▶ **What needs to be done**
Every entry here needs to be repeated exactly.

(A run of records)
- - - - - - -

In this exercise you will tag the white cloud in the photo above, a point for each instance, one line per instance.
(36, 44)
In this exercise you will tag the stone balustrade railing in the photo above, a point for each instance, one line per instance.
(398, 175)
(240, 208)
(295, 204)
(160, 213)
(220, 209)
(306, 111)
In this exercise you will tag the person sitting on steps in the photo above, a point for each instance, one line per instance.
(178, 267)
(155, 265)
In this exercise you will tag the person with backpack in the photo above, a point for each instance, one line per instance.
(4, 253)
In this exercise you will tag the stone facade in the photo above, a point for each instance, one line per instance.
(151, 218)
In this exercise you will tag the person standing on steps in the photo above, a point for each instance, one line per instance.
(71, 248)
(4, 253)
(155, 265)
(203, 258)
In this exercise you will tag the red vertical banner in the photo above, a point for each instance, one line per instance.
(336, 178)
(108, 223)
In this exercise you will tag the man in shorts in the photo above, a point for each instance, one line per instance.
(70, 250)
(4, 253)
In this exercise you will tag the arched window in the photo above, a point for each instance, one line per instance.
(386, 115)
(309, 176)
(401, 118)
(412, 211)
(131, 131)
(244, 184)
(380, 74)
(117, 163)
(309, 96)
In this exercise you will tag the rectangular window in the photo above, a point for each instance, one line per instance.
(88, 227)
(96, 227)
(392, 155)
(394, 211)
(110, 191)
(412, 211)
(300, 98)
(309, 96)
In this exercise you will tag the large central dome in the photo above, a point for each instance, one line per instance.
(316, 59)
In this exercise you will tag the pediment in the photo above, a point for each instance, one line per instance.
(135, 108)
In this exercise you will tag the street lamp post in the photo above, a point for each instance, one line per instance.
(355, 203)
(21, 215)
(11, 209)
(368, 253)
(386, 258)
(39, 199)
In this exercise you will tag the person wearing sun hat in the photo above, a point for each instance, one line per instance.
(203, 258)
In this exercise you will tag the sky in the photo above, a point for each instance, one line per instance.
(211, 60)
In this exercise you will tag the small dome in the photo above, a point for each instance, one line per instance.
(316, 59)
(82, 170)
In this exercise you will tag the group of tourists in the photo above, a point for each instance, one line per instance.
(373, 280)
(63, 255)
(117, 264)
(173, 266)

- - - - - - -

▶ **Response to the task**
In this exercise you will tag the white cloud in the photo above, a point for each instance, one line per instance.
(36, 44)
In this exercise you will tag the stone balustrade railing in the photo above, a point for each instance, one line per instance.
(398, 175)
(240, 208)
(295, 204)
(160, 213)
(220, 209)
(306, 111)
In this exercise you will tag the person sitting on steps in the photo above, a point for each instance, one line per instance.
(178, 267)
(155, 265)
In this exercise you will tag the person with backpack in the photo above, a point for each instance, one line per instance.
(4, 253)
In this exercise you will tag the stone facade in the photo above, a point for each instance, one line per instance.
(151, 218)
In this exercise you will tag the person standing on steps in the photo above, a point for each instance, one line per instance.
(71, 248)
(4, 253)
(155, 265)
(203, 258)
In this exercise you will tag the red vertical banner in the photo above, a point for each instance, one line per instance.
(336, 178)
(108, 223)
In this exercise you will tag the man in shorts in the photo above, a point for each instance, one line per instance.
(70, 250)
(4, 253)
In this exercise you will tag the arched window in the photo above, a point for each instance, one line per instance.
(386, 115)
(309, 176)
(401, 118)
(412, 211)
(131, 131)
(244, 184)
(380, 74)
(117, 163)
(309, 96)
In this exercise you will tag the rectangular window in the photo above, a point for each instance, one line per instance.
(88, 227)
(96, 227)
(392, 155)
(394, 211)
(110, 191)
(412, 211)
(300, 98)
(309, 96)
In this exercise you will tag the large central dome in the photo above, a point for each instance, one line per instance.
(316, 59)
In this exercise you will tag the pediment in the photo above, a point for each instance, one line per instance.
(135, 108)
In this exercise you will tag the street lamp post in the photo above, a point for each instance, one line per instance.
(355, 203)
(21, 215)
(11, 209)
(368, 253)
(386, 258)
(39, 199)
In this exercise you will tag the person wearing sun hat in the photo above, a point for each instance, one line per instance.
(203, 258)
In this exercise you will tag the sky in the photo above, a point for each instance, one line per instance.
(211, 60)
In this exercise you will tag the small dome in the photo above, a point for each instance, one line per instance.
(316, 59)
(82, 170)
In this exercise you will tag the group of tourists in the photo above, a point for each instance, one line per instance.
(373, 280)
(63, 255)
(117, 264)
(173, 266)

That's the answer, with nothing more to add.